» **Given exercise**: Count the lines below that contain the string "person", treating uppercase and lowercase as distinct, and give only the number.

Start Information provided

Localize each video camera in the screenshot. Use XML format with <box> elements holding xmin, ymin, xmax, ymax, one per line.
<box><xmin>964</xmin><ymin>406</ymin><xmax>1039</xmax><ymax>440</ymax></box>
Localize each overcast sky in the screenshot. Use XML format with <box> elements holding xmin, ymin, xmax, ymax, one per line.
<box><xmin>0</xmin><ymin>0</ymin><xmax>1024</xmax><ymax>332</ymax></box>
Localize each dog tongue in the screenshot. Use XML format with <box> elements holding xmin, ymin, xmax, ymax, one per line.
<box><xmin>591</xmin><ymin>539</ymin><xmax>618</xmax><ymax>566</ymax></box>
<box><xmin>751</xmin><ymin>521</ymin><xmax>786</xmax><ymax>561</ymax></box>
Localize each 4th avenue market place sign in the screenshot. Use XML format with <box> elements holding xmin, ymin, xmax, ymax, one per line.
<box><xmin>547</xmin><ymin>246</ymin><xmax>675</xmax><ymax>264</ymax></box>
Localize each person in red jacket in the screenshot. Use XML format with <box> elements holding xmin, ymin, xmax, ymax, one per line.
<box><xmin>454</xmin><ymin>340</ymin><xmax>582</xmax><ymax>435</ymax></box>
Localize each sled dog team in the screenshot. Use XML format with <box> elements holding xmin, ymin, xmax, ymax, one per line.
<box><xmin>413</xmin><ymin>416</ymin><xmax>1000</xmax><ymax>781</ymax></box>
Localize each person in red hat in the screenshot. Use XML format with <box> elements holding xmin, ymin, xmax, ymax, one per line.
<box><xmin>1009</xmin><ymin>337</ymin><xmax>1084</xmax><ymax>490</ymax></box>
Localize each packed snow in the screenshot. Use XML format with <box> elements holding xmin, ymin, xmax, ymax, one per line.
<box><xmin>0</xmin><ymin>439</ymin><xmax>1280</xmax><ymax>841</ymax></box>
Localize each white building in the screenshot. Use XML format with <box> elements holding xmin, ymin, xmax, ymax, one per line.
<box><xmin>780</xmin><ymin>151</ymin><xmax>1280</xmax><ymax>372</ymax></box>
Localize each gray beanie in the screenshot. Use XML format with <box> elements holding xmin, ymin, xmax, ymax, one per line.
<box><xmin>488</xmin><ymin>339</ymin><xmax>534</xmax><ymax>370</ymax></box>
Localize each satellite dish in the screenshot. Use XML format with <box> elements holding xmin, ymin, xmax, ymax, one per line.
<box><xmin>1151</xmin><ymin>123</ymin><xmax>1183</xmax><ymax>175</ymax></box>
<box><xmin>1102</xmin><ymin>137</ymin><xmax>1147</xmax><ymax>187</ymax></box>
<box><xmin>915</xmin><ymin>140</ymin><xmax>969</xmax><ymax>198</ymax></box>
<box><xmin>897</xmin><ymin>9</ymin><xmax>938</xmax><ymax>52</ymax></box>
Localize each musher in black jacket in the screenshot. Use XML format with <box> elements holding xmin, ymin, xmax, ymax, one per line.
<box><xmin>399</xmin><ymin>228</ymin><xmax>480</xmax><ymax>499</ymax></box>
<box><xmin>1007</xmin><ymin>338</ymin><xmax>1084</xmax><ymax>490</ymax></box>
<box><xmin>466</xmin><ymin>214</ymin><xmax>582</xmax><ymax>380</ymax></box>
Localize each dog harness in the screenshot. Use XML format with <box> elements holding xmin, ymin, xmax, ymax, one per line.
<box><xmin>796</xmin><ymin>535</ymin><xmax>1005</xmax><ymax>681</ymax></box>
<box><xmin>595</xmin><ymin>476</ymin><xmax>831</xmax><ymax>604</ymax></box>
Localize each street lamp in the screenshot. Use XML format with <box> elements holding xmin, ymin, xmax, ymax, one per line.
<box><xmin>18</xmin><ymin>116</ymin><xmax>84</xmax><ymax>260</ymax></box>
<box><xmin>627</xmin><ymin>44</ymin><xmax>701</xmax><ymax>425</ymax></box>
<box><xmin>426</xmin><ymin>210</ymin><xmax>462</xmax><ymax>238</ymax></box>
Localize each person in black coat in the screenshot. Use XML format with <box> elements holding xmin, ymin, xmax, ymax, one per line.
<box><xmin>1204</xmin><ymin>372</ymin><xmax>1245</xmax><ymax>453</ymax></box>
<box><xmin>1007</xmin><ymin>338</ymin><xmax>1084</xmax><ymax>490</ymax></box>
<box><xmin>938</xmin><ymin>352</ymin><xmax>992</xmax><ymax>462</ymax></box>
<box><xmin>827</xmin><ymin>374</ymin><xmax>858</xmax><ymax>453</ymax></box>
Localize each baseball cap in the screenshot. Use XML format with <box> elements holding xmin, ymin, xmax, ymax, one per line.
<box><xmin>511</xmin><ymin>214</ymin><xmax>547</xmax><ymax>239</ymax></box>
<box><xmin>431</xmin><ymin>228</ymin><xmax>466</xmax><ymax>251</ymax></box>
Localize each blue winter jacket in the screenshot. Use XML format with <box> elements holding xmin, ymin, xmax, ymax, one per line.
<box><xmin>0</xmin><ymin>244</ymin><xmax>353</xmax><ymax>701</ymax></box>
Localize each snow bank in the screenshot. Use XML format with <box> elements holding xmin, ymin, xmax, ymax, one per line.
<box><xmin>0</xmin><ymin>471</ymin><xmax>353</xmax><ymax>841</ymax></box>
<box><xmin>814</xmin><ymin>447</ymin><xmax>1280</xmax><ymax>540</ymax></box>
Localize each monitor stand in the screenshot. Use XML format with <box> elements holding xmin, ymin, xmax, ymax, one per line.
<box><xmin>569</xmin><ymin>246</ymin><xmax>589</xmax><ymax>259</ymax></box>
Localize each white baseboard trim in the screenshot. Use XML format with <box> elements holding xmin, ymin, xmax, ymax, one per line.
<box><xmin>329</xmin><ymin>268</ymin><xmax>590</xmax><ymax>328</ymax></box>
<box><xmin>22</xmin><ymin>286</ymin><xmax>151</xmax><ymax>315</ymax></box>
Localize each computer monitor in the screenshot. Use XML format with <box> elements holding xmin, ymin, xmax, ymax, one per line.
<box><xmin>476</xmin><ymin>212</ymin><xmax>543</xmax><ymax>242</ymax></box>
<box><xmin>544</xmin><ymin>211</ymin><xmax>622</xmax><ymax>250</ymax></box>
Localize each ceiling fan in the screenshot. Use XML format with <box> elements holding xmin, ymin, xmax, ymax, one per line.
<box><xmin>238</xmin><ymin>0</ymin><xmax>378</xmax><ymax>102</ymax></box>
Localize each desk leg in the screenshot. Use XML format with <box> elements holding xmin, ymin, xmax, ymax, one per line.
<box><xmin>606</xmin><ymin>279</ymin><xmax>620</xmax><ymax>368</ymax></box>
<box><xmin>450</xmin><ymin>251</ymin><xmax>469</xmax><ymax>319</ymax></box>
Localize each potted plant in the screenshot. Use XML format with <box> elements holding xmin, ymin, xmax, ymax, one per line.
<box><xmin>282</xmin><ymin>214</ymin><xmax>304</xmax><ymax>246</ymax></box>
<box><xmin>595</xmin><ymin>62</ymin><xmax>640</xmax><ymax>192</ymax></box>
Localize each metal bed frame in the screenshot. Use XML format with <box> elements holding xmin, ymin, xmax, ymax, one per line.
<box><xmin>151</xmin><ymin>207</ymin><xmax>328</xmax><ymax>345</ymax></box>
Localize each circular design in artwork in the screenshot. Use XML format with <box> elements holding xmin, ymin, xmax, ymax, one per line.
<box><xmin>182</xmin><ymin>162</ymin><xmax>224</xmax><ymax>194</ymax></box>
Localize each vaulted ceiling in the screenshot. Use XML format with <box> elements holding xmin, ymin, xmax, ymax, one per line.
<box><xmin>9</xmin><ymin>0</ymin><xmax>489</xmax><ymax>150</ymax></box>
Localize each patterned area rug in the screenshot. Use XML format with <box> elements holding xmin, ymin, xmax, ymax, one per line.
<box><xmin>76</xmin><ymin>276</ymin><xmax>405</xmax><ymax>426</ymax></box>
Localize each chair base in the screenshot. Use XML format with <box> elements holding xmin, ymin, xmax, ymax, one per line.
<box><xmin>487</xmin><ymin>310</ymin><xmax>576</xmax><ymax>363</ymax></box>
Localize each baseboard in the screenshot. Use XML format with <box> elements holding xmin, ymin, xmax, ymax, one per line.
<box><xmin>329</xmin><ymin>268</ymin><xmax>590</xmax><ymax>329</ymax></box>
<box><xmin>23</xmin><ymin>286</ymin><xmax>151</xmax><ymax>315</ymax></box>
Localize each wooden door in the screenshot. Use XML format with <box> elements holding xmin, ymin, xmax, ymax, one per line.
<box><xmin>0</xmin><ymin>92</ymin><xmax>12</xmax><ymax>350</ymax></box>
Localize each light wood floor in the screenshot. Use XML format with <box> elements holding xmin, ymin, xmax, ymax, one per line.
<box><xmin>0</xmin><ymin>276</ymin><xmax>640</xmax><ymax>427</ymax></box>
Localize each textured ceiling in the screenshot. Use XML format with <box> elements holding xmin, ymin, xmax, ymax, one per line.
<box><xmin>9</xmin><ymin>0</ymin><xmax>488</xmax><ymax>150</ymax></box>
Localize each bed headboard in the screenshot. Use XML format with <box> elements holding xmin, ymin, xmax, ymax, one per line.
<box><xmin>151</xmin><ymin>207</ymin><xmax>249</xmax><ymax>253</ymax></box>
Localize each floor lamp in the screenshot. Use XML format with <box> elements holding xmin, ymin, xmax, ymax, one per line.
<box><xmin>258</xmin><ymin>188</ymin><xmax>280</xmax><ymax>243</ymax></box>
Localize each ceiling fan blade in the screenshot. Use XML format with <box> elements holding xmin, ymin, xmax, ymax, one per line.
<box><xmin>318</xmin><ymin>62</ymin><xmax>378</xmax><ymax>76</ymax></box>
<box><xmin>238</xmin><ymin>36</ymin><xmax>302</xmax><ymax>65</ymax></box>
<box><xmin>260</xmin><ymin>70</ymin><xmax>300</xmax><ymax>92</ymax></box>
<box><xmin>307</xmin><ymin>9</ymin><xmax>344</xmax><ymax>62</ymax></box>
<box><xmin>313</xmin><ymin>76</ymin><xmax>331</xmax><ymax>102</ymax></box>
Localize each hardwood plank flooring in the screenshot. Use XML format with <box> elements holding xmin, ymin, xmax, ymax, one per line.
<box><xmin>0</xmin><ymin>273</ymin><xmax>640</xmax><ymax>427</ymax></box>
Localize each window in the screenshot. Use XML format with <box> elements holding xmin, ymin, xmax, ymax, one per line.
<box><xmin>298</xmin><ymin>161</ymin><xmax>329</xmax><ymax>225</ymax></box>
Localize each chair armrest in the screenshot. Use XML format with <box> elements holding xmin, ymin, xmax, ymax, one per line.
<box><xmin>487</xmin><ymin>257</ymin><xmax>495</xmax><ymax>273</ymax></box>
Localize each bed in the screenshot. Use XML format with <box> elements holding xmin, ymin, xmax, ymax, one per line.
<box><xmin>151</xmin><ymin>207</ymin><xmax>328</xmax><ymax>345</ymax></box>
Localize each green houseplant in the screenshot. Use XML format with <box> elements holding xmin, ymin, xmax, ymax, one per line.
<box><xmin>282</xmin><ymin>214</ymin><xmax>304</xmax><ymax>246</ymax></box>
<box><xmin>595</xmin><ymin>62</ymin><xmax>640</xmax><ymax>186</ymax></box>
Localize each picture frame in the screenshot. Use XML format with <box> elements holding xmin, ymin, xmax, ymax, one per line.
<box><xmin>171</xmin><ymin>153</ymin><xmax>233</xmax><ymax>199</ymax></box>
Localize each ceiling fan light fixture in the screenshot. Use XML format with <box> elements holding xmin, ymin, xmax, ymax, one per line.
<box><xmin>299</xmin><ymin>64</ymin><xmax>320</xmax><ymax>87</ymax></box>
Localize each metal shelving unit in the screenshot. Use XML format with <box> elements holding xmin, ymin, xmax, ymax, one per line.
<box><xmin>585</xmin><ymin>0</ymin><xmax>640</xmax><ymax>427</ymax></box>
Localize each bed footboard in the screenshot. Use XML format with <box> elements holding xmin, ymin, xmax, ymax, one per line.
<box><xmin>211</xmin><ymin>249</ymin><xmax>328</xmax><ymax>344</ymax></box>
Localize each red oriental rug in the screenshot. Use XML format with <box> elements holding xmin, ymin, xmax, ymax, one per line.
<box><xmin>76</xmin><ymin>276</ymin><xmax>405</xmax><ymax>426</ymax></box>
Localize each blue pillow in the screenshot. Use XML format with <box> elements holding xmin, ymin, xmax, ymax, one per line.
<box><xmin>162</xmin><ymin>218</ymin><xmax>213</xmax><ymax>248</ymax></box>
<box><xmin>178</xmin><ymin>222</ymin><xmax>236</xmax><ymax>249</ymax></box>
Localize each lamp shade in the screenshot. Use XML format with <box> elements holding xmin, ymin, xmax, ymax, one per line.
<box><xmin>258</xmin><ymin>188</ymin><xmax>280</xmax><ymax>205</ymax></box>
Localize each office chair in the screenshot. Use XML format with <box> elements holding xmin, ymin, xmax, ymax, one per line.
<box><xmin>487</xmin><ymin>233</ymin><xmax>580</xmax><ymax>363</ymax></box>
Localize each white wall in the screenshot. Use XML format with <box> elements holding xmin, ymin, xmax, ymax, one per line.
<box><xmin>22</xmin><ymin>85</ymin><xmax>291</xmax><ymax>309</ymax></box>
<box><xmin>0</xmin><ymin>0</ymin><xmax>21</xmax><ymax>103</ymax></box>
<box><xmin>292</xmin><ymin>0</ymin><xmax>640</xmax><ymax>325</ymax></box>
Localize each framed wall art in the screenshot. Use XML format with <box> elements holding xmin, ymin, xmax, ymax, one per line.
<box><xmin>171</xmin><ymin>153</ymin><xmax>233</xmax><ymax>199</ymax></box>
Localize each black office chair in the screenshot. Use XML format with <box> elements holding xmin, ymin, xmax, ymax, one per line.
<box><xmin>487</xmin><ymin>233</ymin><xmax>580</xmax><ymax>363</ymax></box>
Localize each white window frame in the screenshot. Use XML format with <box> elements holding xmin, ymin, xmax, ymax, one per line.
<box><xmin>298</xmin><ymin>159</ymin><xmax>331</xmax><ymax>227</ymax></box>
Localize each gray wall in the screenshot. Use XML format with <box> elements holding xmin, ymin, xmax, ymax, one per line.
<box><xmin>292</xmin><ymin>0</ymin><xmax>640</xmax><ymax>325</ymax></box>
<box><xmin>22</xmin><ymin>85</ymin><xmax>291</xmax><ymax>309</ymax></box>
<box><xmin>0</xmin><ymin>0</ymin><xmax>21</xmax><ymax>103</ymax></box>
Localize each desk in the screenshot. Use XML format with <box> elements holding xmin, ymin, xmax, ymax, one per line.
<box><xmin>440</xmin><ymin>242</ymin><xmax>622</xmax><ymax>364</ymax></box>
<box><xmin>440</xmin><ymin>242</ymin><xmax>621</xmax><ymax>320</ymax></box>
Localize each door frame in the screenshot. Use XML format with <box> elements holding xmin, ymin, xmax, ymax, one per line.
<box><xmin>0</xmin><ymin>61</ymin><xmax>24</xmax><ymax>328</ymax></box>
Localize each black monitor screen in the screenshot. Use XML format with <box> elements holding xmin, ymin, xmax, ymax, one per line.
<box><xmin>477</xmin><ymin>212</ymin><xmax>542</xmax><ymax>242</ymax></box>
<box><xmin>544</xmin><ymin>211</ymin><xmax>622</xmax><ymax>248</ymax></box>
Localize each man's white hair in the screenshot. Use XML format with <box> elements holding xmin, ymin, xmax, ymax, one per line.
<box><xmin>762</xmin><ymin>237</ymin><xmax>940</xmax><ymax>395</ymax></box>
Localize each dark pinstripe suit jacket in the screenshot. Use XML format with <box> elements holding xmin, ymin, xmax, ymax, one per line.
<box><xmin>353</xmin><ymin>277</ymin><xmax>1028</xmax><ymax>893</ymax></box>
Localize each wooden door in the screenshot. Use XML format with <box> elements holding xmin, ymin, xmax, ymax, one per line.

End Information provided

» **Problem solution**: 3